## GIVEN PROBLEM
What do the lines say from the one containing "drop a point: the woman's hand on desk" to the end of the records? Restate them word for word, and only those.

-- Begin DATASET EXTRACT --

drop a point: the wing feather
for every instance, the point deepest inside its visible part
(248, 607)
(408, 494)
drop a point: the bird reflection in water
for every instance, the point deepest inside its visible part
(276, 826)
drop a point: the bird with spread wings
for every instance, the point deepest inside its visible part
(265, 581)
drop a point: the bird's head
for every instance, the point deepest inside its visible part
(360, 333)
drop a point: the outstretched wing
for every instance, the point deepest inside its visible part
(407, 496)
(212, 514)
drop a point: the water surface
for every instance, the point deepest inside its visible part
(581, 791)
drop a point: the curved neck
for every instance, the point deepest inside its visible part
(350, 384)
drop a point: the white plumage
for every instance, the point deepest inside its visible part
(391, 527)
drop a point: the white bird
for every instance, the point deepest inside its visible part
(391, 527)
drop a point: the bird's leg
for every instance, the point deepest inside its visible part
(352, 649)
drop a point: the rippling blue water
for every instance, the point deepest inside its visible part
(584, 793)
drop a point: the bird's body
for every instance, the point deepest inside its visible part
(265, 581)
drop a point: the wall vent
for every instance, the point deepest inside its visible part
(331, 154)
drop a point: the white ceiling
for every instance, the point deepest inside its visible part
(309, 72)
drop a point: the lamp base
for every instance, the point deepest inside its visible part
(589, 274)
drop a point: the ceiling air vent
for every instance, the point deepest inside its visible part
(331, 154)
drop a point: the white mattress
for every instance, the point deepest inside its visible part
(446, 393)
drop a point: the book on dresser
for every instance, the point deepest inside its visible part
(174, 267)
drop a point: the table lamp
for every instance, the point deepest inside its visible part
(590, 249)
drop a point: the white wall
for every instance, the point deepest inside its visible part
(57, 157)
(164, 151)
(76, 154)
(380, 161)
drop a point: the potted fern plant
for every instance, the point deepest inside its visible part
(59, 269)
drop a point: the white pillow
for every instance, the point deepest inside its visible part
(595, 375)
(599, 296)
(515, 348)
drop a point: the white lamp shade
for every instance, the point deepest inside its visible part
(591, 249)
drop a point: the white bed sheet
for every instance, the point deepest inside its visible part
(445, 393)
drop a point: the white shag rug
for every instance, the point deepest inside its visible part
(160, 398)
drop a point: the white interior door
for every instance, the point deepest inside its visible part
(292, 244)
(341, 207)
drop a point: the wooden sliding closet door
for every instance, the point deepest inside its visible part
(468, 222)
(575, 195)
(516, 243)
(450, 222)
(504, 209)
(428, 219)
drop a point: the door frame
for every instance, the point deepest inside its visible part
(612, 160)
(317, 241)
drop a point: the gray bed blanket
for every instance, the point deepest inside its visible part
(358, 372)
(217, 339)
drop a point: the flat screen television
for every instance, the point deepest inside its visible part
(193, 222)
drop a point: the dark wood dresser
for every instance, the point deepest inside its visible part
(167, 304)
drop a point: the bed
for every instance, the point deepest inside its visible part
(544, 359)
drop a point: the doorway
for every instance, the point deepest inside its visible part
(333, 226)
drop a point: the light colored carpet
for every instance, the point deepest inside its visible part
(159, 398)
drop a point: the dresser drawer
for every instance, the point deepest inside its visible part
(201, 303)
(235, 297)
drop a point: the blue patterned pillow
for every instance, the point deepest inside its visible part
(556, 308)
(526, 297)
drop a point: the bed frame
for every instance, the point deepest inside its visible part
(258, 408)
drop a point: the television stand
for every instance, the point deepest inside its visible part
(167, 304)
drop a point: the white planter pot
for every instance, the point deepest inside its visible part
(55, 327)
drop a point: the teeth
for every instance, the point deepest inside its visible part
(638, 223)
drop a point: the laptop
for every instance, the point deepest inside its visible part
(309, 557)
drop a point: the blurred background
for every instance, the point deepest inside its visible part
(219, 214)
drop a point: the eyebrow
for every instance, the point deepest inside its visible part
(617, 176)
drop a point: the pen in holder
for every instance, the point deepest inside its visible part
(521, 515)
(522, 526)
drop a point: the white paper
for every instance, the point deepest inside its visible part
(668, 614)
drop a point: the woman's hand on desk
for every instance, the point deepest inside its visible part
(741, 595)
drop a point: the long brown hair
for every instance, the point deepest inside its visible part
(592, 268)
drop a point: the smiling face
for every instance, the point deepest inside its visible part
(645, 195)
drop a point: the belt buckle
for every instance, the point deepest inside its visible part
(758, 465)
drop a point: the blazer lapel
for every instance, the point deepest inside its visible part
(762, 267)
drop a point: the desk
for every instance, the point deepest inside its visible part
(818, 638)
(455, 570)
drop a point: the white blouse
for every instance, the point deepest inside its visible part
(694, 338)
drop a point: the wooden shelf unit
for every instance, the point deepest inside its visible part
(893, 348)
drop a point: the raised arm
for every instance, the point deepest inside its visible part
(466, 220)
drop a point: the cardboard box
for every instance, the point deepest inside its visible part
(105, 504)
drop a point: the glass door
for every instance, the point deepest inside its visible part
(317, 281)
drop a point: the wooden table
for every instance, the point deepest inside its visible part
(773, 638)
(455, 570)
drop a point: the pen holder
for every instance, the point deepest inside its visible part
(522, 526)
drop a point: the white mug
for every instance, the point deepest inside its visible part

-- End DATASET EXTRACT --

## TASK SOLUTION
drop a point: the woman's hand on desk
for every instance, the point deepest inside its visible part
(741, 595)
drop a point: the long brown hair
for every instance, the point deepest inside its visible part
(592, 268)
drop a point: the smiling face
for every instance, the point deepest inside its visible part
(645, 195)
drop a point: the belt buckle
for every instance, the point deepest inside its visible part
(758, 465)
drop a point: the blazer lapel
for every instance, the point deepest inside its visible part
(762, 267)
drop a point: the desk
for every instance, the point deepest inside its visible part
(818, 638)
(455, 570)
drop a point: the white blouse
for every instance, the point deepest inside its visible part
(694, 338)
drop a point: the wooden shelf unit
for every instance, the point deepest inside its visible part
(893, 348)
drop a point: the raised arm
for every instance, the point deepest inside its visible part
(466, 220)
drop a point: the cardboard box
for every instance, the point deepest inside its visible part
(105, 504)
drop a point: the glass door
for every instance, the point deepest inside its visible part
(317, 281)
drop a point: the wooden table
for every instance, the point deepest inside its visible part
(773, 638)
(455, 570)
drop a point: the pen holder
for every instance, the point deepest inside its visible part
(522, 526)
drop a point: the white mug
for every instance, the point deepest inside its visible part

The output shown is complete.